Aim of the exercise:
Print the line containing "[locate] the 4x4" and every later line of the records. Keep each one exactly as given, ending with the last.
:: Records shown ::
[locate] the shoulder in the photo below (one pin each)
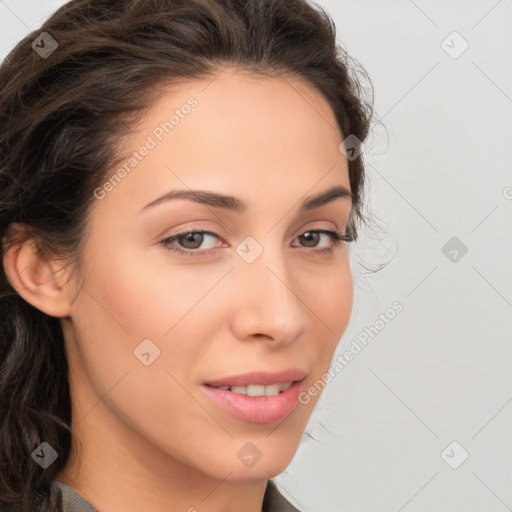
(72, 501)
(274, 501)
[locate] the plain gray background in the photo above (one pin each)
(433, 385)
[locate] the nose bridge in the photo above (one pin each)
(268, 302)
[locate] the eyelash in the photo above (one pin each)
(336, 237)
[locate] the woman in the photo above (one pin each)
(177, 191)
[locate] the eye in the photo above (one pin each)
(189, 241)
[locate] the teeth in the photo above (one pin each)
(258, 389)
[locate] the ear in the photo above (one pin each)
(37, 278)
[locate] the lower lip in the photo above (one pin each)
(256, 409)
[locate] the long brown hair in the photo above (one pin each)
(68, 92)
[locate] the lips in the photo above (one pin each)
(260, 378)
(241, 395)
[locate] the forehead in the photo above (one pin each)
(238, 132)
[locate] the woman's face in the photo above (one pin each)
(259, 292)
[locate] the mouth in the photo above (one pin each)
(257, 397)
(257, 389)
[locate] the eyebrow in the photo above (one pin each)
(235, 204)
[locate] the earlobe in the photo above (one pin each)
(33, 275)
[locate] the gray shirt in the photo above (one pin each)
(273, 500)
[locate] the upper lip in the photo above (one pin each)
(259, 378)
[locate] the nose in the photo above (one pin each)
(271, 301)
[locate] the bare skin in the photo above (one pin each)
(150, 433)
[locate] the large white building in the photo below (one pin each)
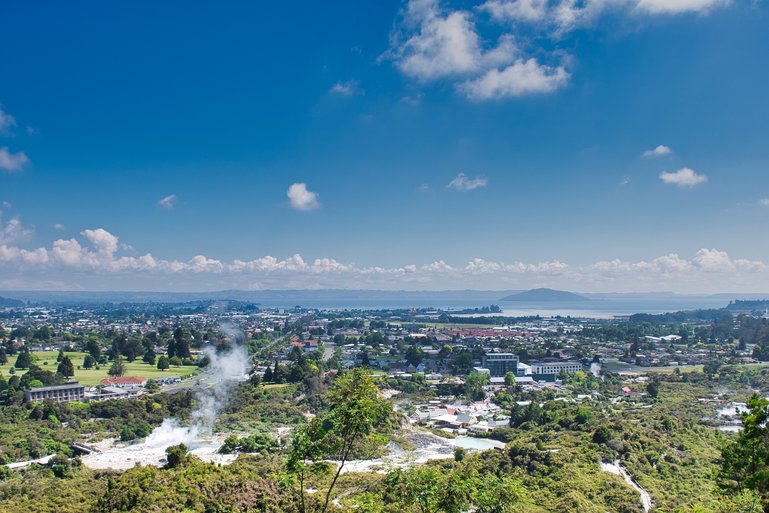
(73, 391)
(555, 367)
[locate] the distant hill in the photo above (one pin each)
(545, 295)
(4, 301)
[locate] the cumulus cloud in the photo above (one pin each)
(6, 122)
(349, 88)
(659, 151)
(97, 253)
(12, 161)
(476, 46)
(168, 202)
(435, 43)
(13, 232)
(684, 177)
(302, 198)
(462, 183)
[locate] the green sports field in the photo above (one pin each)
(47, 360)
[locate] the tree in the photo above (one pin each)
(653, 389)
(181, 346)
(89, 361)
(163, 362)
(24, 360)
(462, 363)
(66, 368)
(414, 355)
(176, 455)
(171, 348)
(117, 368)
(355, 411)
(434, 489)
(474, 386)
(745, 459)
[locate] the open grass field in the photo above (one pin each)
(88, 377)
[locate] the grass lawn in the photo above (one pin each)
(47, 360)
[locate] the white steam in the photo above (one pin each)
(224, 370)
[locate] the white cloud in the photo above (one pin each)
(462, 183)
(518, 79)
(6, 121)
(445, 44)
(684, 177)
(97, 257)
(13, 232)
(678, 6)
(349, 88)
(432, 42)
(168, 202)
(659, 151)
(516, 10)
(12, 161)
(301, 198)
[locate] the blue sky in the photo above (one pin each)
(406, 145)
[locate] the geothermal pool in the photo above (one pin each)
(152, 451)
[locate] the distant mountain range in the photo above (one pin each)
(544, 296)
(346, 297)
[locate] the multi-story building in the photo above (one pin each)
(72, 391)
(555, 367)
(499, 364)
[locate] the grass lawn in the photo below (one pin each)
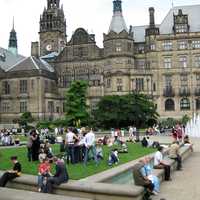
(77, 171)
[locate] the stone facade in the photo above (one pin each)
(162, 61)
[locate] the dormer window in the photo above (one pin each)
(118, 47)
(181, 23)
(3, 57)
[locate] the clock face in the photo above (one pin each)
(49, 47)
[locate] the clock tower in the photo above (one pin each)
(52, 28)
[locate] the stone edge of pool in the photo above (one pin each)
(95, 187)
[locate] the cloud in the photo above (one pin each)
(93, 15)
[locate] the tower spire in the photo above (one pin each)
(12, 47)
(13, 23)
(118, 23)
(117, 6)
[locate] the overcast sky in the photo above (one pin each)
(93, 15)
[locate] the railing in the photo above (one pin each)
(197, 92)
(168, 92)
(184, 92)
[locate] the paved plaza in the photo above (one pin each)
(185, 184)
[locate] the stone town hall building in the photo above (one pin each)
(160, 60)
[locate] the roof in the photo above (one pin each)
(193, 13)
(166, 26)
(8, 59)
(118, 23)
(139, 33)
(50, 56)
(31, 63)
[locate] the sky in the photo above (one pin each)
(93, 15)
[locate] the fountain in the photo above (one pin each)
(193, 127)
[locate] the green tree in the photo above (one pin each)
(76, 109)
(122, 111)
(26, 118)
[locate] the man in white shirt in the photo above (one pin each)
(160, 164)
(89, 143)
(69, 143)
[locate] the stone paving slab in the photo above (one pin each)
(12, 194)
(185, 184)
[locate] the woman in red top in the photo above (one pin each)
(43, 172)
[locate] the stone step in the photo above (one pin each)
(13, 194)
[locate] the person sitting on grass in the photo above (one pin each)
(147, 171)
(99, 151)
(43, 173)
(61, 175)
(113, 157)
(159, 163)
(144, 142)
(188, 143)
(11, 174)
(124, 148)
(175, 155)
(141, 179)
(42, 155)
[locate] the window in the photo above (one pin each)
(154, 87)
(119, 85)
(198, 80)
(23, 107)
(23, 86)
(152, 47)
(184, 80)
(139, 84)
(198, 104)
(182, 44)
(196, 44)
(108, 83)
(58, 109)
(167, 63)
(197, 61)
(65, 84)
(167, 45)
(118, 47)
(5, 107)
(183, 61)
(129, 47)
(169, 105)
(32, 84)
(6, 87)
(50, 106)
(168, 81)
(185, 104)
(181, 28)
(140, 64)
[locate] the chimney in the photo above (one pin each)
(151, 17)
(35, 49)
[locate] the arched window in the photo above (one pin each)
(169, 105)
(185, 104)
(198, 104)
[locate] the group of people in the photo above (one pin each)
(7, 139)
(142, 171)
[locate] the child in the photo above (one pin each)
(43, 172)
(99, 151)
(124, 148)
(42, 155)
(113, 157)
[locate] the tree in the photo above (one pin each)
(121, 111)
(25, 119)
(76, 109)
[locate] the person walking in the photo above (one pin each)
(89, 143)
(11, 174)
(159, 163)
(61, 175)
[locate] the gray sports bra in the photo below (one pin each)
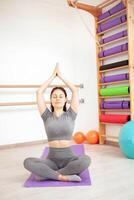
(59, 128)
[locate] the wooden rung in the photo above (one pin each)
(108, 97)
(106, 3)
(112, 83)
(112, 16)
(118, 40)
(115, 110)
(113, 55)
(37, 86)
(112, 69)
(30, 103)
(110, 29)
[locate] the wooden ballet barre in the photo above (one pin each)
(37, 86)
(31, 103)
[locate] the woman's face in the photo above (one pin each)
(58, 99)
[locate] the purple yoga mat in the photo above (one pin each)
(78, 150)
(115, 105)
(112, 11)
(114, 37)
(112, 78)
(113, 50)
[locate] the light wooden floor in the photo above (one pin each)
(112, 176)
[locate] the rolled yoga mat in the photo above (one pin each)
(111, 23)
(115, 104)
(114, 65)
(113, 50)
(112, 11)
(78, 150)
(121, 119)
(113, 78)
(113, 37)
(122, 90)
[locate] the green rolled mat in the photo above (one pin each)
(123, 90)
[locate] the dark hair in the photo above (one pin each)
(65, 93)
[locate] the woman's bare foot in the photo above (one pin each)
(94, 10)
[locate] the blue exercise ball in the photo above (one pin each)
(126, 139)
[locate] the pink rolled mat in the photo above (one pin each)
(112, 11)
(115, 104)
(114, 118)
(113, 37)
(113, 50)
(117, 77)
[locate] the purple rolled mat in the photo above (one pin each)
(111, 23)
(115, 104)
(104, 15)
(114, 37)
(126, 104)
(113, 50)
(112, 78)
(117, 8)
(112, 11)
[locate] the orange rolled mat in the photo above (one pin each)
(110, 118)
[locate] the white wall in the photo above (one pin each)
(34, 35)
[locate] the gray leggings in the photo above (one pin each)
(59, 161)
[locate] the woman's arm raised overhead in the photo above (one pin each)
(39, 94)
(73, 88)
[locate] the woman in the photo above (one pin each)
(61, 163)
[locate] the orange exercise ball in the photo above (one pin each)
(79, 137)
(92, 137)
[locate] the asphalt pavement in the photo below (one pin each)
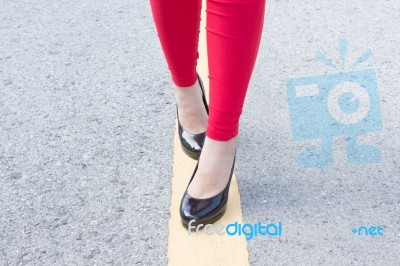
(87, 117)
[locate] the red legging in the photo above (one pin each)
(233, 35)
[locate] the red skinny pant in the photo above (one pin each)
(233, 35)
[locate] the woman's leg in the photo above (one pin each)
(233, 35)
(178, 26)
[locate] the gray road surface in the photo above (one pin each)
(87, 122)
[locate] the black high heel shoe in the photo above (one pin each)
(204, 211)
(192, 144)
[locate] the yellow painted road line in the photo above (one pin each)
(202, 249)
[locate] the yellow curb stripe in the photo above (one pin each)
(202, 249)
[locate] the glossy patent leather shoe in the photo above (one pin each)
(192, 144)
(195, 211)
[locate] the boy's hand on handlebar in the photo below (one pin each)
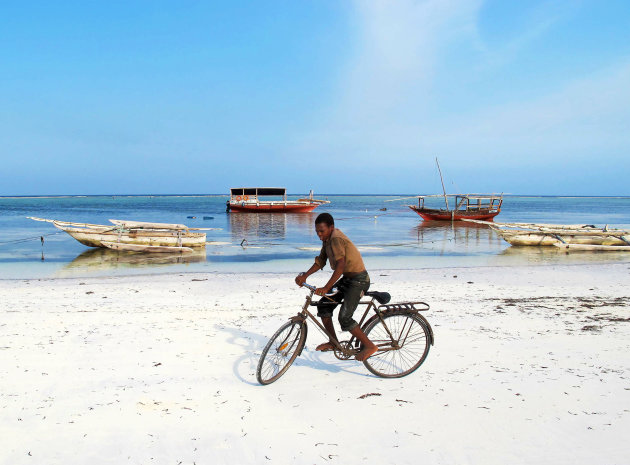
(322, 291)
(300, 279)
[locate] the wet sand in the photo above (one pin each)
(530, 365)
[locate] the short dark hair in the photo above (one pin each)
(325, 218)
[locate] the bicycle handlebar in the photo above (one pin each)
(308, 286)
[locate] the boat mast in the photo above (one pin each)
(442, 180)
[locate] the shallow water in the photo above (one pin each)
(388, 233)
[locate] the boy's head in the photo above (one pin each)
(324, 226)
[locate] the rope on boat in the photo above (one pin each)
(32, 238)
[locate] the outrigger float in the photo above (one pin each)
(269, 200)
(134, 236)
(568, 237)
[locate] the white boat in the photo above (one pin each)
(133, 233)
(146, 248)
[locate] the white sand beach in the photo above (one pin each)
(530, 365)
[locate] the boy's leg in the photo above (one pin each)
(328, 324)
(369, 348)
(325, 311)
(354, 289)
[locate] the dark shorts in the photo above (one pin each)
(350, 292)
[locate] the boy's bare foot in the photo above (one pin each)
(326, 346)
(366, 353)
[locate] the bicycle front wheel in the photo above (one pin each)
(402, 352)
(280, 352)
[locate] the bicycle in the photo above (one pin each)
(402, 334)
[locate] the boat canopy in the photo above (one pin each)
(258, 191)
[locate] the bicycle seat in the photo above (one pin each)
(381, 297)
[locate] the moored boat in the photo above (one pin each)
(464, 206)
(148, 237)
(269, 200)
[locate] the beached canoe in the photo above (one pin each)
(131, 232)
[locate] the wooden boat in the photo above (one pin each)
(150, 237)
(269, 200)
(146, 248)
(564, 236)
(464, 206)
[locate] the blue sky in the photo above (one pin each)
(523, 97)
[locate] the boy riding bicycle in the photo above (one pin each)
(345, 259)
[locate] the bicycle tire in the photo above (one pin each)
(280, 352)
(410, 332)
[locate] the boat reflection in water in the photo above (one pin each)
(270, 228)
(104, 260)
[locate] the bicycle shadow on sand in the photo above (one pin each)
(252, 344)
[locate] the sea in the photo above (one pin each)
(388, 233)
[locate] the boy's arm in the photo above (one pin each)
(301, 278)
(341, 265)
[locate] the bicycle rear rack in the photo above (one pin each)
(408, 306)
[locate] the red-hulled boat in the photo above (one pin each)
(471, 207)
(269, 200)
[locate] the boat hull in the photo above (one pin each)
(430, 214)
(520, 238)
(262, 207)
(95, 238)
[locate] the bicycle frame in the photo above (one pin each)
(347, 351)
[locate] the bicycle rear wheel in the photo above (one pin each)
(280, 352)
(402, 353)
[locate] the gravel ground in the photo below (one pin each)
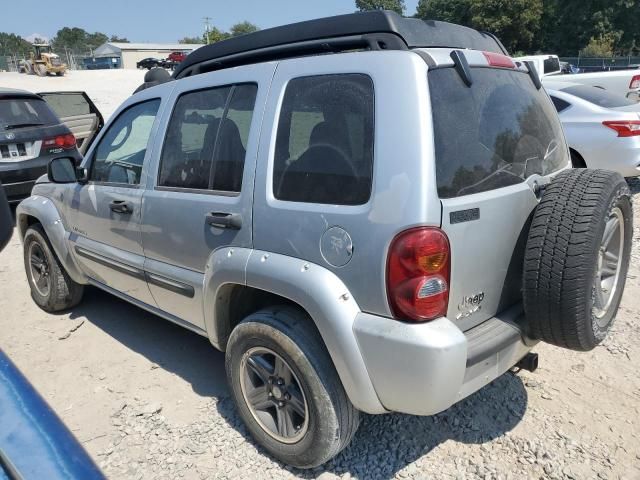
(149, 401)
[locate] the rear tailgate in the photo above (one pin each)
(495, 140)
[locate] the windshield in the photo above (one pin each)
(598, 96)
(25, 112)
(496, 133)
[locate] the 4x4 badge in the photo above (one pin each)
(470, 305)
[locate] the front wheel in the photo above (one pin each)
(51, 287)
(286, 388)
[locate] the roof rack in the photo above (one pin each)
(374, 30)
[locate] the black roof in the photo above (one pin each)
(375, 30)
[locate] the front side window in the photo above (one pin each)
(206, 141)
(119, 156)
(324, 144)
(495, 133)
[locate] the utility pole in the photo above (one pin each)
(207, 28)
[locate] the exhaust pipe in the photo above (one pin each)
(529, 362)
:::
Solution to this exercise:
[locate] the 4x4 badge in the photo above (one pin each)
(470, 305)
[locate] the front wheel in the photo above (one pin each)
(51, 287)
(286, 388)
[locate] the roof rack in the photo above (one pin each)
(374, 30)
[locate] the black roof in the photo above (one pin each)
(375, 30)
[locate] the front side window in the photo above (one pin each)
(206, 141)
(119, 156)
(324, 144)
(495, 133)
[locate] the utility pole in the photo above (one pin each)
(207, 28)
[locate] the exhaust pipe in the photo above (one pin each)
(529, 362)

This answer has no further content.